- ACTIVITY
Only an exact copy of the records, from the line with "Shelf audit: locate every instance of the cardboard" through the last line, is wanted.

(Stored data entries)
┄┄┄┄┄┄

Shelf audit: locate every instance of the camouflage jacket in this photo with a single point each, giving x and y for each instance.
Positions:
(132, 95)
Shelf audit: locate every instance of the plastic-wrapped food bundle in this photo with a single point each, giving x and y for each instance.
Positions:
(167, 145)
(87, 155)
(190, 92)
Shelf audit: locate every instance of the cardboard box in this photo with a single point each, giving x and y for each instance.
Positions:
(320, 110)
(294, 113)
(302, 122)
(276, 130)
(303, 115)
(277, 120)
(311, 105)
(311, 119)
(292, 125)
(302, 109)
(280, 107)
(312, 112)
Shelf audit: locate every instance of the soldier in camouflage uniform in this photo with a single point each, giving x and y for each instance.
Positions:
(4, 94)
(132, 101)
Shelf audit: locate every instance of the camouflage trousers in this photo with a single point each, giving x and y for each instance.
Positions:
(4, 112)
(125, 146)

┄┄┄┄┄┄

- TASK OUTPUT
Shelf audit: locate every instance of the cardboard box in this photo with a single point each, giving x and y for each instance.
Positions:
(320, 110)
(294, 113)
(302, 122)
(276, 130)
(303, 115)
(277, 120)
(311, 105)
(311, 119)
(292, 125)
(302, 109)
(280, 107)
(312, 112)
Shelf audit: locate every instance of the soldier in camouflage uniform in this photo with a single point each, giving x and y for each instance.
Positions:
(4, 94)
(132, 101)
Shelf audit: locate every instance of the camouflage trousers in this photo with a single point each, giving x and y for each instance.
Positions:
(4, 112)
(125, 146)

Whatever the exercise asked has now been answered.